### What needs to be done
Every entry below should be restated word for word, except for its images.

### Natural-language object grounding data
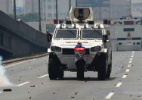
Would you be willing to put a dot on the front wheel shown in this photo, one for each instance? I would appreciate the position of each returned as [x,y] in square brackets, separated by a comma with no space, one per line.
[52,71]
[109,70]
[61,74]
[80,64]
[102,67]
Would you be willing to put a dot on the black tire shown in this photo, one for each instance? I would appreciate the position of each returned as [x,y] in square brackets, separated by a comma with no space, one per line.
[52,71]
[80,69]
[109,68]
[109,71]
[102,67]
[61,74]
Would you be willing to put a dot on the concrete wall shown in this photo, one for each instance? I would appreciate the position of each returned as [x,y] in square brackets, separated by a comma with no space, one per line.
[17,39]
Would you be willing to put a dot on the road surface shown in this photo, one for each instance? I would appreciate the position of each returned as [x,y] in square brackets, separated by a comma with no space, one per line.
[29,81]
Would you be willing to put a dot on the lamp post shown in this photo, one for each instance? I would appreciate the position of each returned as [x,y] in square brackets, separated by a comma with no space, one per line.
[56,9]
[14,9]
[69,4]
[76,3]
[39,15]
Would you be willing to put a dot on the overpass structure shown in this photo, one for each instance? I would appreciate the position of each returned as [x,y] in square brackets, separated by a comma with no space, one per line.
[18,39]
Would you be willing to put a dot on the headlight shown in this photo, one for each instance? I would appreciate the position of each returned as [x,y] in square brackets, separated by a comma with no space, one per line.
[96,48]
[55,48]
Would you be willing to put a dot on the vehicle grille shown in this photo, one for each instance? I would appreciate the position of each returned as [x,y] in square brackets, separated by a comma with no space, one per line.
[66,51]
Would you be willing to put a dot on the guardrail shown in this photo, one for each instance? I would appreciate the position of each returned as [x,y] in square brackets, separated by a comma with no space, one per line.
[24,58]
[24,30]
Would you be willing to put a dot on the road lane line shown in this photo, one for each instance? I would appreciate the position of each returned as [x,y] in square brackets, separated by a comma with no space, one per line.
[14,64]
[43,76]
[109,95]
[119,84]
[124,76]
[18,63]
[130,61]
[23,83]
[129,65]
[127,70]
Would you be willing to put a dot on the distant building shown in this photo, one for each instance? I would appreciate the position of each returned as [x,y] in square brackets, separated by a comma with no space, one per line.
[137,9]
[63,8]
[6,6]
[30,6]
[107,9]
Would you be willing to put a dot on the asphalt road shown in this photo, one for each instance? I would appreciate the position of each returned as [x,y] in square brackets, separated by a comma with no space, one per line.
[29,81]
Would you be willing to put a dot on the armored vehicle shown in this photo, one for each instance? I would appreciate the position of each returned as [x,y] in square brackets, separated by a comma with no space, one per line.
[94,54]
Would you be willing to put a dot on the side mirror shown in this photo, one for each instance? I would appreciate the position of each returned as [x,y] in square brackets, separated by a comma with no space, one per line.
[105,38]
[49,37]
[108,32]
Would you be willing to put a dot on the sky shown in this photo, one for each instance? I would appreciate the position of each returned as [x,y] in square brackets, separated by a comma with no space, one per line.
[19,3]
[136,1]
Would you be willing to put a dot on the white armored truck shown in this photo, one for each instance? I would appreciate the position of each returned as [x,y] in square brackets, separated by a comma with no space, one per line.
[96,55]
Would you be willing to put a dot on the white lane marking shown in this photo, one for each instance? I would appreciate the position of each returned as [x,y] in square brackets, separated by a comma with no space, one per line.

### Task solution
Would you be willing to put a dot on the front wheel shown in this photo, one for each instance? I would appreciate the position of each returned as [x,y] in square brackets, separated by a comma with no space, one per line.
[52,71]
[109,70]
[61,74]
[80,64]
[102,67]
Would you be willing to put a dot on the black tire shown in this photo, one for each instance? I would appreciate the position of each returned as [x,y] in square brackets, separated by a comma with no space, one per line.
[52,71]
[80,69]
[109,68]
[109,71]
[102,67]
[61,74]
Would you be willing to put a dot on the concrete wall shown in this photo, one for each instance? I would appreciate the position of each returned as [x,y] in square brackets, separated by a comma with no space, one per line.
[17,39]
Would you be willing to put a dot on the road surface shown in this photo, one for each instance? I would appreciate the position of each returned as [x,y] in square brackets, separated by a comma with no space, one per line.
[29,81]
Would you be willing to put a dot on the lamp post shown in this photo, one for each instance? I would appreciate the position of each returned as [x,y] in square brackets, separated by a comma with no space, one per line.
[56,9]
[14,9]
[69,4]
[76,3]
[39,15]
Would you be willing to put a dot on the overpass structure shown in this photo, one for each instance? I would appreciate the position of each returned as [x,y] in square brackets, separated by a comma with no space, one per line.
[18,39]
Would you be willing to put a dot on the headlight shown in this photo, one for each instance? I would appreciate the position of each returned as [x,y] in square brackets, separated by a comma with no space, one per line.
[96,48]
[55,48]
Would you be willing to put a dot on the vehicle grille shown in this photo, one for each instance? I would appreciate the position of each returned as [x,y] in square brackets, separated by a comma with no space, one per line.
[66,51]
Would you be willing to put a dot on the guardrail shown in this photo, one for each instance? I would appreciate the position of each returned as [x,y] in square brackets, separated by a comma with no space, one per line.
[24,58]
[24,30]
Would you be willing to put a dot on the road lane line shown in this photo, one for each instance? I would appreciate the position of each returned as [x,y] in square brackets, separated by a comma with no space, one per line.
[14,64]
[43,76]
[109,95]
[119,84]
[124,76]
[18,63]
[130,61]
[23,83]
[129,65]
[127,70]
Would you be willing to put a dot on the distant building shown in this photo, one for each instance? I would appreciate the position of each returned as [x,y] in square brackets, separated by a comma with no space, one per line.
[137,9]
[63,8]
[6,6]
[30,6]
[107,9]
Would you be willing to put a dot on the asphalt road shown in this photo, one for each instance? I would appreciate the position of each returned as [x,y] in square brackets, separated by a comma with no space, one per line.
[29,81]
Would you be willing to put a dot on the armored vehicle shown in this photo, one for each instance? I would appreciate the position of each returned as [x,y] in square brackets, separated by a comma with no space, one per line.
[94,54]
Would you be willing to put a dot on the side mirror shown in this photo, one for each instance? I would appreciate the position of each returned as [x,y] in square brackets, separated by a comma with no space, one per line.
[105,38]
[49,37]
[108,32]
Would you be willing to put a dot on the sky shown in this photo, one for each instance? I would appreciate the position of each returned as [x,y] in square brackets, separated by a comma with no space, one per line.
[19,3]
[136,1]
Would you be willing to put a dot on the white armored truck shown in this photo, one for each instance? I would appreciate the position of each returned as [x,y] in square brackets, separated by a comma with no space, one per line.
[96,55]
Would you be willing to put a dot on the white lane marking shown in this photo, one for each instance? I would appreciate the position of each returned as [x,y] in square brackets, separated by a comma with no space, one per line.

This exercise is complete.